Work to be completed —
List every person named in the news article about the sentencing of the former Whittier clinic CEO.

Document text —
Former CEO of Whittier Clinic Gets Over 10 Years in Prison for Health Care Fraud

Former CEO of Whittier Clinic Gets Over 10 Years in Prison for Health Care Fraud
A gavel in a file photo. Demetrius Freeman/Pool/Getty Images
City News Service
Updated:

LOS ANGELES—The former president and CEO of a Whittier medical clinic was sentenced Jan. 22 to over 10 years behind bars for submitting bogus billings to a Medi-Cal health care program that provides family planning services to low-income Californians without health insurance.

Vincenzo Rubino, 59, of Valencia, was sentenced to 124 months in federal prison by U.S. District Judge Otis D. Wright II, who also ordered him to pay $3.81 million in restitution and entered a money judgment of $2.3 million, according to the U.S. Attorney’s Office.

“This defendant took advantage of health-care services intended for people in need,” Los Angeles U.S. Attorney Martin Estrada said in a statement. “Instead of allowing that money to go where it was intended, Rubino stole millions of dollars through sham claims to Medi-Cal for family planning services that either were unnecessary or unprovided.”

Mr. Rubino pleaded guilty in August to nine counts of health care fraud and two counts of aggravated identity theft on the third day of his federal criminal trial in downtown Los Angeles, in which the prosecution had nearly concluded its case.

Recorded data —
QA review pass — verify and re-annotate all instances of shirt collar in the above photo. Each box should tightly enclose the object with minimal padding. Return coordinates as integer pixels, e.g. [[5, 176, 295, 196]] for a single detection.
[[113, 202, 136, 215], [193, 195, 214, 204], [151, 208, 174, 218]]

Worked solution —
Demetrius Freeman
Vincenzo Rubino
Otis D. Wright II
Martin Estrada